*** Block opens ***

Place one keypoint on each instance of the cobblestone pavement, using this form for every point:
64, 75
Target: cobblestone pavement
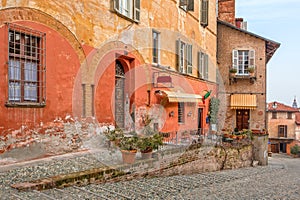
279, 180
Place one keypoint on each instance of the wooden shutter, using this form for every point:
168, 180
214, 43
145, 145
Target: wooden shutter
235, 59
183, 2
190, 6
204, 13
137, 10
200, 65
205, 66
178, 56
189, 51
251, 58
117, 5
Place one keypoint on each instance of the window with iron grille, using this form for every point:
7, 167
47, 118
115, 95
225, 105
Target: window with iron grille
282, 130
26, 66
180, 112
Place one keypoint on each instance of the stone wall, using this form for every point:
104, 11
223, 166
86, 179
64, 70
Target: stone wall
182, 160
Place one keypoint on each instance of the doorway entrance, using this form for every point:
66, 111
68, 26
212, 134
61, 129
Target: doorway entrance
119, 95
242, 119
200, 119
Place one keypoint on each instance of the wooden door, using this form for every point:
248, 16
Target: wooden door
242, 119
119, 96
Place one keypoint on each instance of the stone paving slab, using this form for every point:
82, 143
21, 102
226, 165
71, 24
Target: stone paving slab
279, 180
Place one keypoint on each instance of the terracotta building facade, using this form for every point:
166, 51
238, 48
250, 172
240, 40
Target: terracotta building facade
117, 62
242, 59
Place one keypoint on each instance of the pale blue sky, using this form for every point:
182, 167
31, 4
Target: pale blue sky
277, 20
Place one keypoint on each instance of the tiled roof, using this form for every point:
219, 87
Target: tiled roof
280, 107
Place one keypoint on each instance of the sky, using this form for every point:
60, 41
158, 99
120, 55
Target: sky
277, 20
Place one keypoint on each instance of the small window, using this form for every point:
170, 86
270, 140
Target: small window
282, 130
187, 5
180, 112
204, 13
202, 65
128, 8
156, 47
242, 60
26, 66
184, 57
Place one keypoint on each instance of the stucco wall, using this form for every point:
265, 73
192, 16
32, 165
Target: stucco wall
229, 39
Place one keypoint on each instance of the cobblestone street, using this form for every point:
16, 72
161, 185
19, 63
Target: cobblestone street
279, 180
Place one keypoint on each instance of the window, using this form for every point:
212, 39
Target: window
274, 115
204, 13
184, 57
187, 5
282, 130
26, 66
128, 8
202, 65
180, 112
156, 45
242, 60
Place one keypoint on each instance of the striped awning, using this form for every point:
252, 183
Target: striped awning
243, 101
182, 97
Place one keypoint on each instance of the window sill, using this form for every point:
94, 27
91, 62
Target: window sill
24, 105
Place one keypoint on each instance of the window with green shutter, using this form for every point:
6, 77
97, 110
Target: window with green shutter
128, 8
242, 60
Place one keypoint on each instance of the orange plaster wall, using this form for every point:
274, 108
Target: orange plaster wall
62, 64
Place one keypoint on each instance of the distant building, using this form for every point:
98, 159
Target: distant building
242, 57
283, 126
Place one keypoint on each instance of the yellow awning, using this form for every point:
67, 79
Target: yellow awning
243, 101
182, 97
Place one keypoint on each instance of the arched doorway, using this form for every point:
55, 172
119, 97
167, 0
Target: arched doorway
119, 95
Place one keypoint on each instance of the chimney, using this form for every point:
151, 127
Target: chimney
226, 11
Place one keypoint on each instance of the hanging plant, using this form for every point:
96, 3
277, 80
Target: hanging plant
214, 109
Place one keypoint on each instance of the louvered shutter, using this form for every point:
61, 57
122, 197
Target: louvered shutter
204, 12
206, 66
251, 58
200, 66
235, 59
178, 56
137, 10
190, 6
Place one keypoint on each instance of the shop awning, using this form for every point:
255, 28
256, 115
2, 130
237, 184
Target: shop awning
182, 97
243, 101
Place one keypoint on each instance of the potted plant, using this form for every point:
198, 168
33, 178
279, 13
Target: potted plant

*** Block closes ***

→ **Required action**
Go line by line through the records and copy those that contain the word "potted".

→ **Exercise response**
Place one keypoint on each instance of the potted plant, using this form for every point:
Target: potted plant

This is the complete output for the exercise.